--- Task details ---
Every line below should be repeated exactly as written.

--- Given records ---
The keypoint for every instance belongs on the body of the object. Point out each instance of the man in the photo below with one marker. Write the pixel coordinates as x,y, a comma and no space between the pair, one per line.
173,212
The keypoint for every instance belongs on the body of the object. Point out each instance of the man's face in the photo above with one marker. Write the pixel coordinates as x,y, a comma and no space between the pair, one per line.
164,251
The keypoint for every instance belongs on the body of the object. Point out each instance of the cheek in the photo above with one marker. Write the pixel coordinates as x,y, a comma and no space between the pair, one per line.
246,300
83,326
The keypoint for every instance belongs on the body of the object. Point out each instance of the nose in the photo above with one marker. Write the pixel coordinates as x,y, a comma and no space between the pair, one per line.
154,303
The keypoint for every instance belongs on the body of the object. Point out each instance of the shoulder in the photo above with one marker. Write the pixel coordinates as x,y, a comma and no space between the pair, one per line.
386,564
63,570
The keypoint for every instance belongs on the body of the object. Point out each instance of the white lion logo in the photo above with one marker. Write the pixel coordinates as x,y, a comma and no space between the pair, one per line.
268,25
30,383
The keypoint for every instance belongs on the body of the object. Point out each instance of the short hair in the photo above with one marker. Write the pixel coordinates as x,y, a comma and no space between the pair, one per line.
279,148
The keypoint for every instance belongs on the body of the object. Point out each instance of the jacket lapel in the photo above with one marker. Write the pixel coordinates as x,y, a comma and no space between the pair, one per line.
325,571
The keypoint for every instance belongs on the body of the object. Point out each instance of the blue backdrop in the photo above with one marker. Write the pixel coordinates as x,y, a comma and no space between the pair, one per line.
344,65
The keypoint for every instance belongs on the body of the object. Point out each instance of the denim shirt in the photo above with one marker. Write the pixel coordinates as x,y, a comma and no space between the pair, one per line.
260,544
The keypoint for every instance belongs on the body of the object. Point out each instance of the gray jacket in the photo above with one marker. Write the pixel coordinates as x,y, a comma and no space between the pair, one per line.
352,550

--- Result of this exercise ---
The keypoint for every instance belongs on the body of the object. Point out each instance of the man in the photo below with one marker. Write the pixel coordinates as x,y, a comma and no space between the pair, one per line.
173,212
The keypoint for every instance belongs on the body of the object. Point out each instance of the man's face in the photo above with one marker. Write the pixel coordinates as x,y, a comma and no space between the pair, one per line.
164,251
The keypoint for every instance belongs on the body of the object. Point out each instance of the cheek in the photo above with one marker. Write the pixel coordinates as x,y, a comma and no space between the pair, one per line.
246,300
83,326
The keypoint for every instance belongs on the body of the object. Point out each instance of the nose in the photo above with one marker. Write the pixel coordinates as x,y, a comma and no space between the pair, one per line.
154,303
The keypoint for every instance belongs on the body of the object. Point out each instance of the shoulder in the photo above with one marker. Write the pixel coordinates as x,y, a comma and no space between the pair, one per line.
386,564
63,570
The keypoint for every instance belongs on the body of the object. Point out each instance of the white lion logo in the photo above with one marker. Write the pixel coordinates as x,y, a comma and no space between the pair, one per line.
268,25
30,383
The keypoint for every instance belongs on the body of the object. Point out each instance of the short hair in the photo above with one marker. Write the pixel coordinates as x,y, a comma and no space between the pair, one per line.
279,148
The keypoint for every instance belongs on the body of the object. Point out each instance of the jacket lapel in the photo above with one marker. Write the pixel coordinates as x,y, a comma and no space between the pair, one per line.
325,571
The keypoint for every instance belongs on the body of the object. Point out each instance of the blue backdrop in the photo above with one marker. Write the pixel coordinates as x,y, a comma and no space between the pair, one per line.
344,65
The keypoint for every instance belongs on the body of the object. Point out each instance of the denim shirt in the photo above with one marker. Write the pixel coordinates as x,y, a comma and no space between the pair, one per line.
260,544
The keypoint for every instance belongs on the body of the object. Point out each instance of the gray jacket in the photo above with one marker. Write the pixel coordinates as x,y, a comma and no space between the pair, one per line.
352,550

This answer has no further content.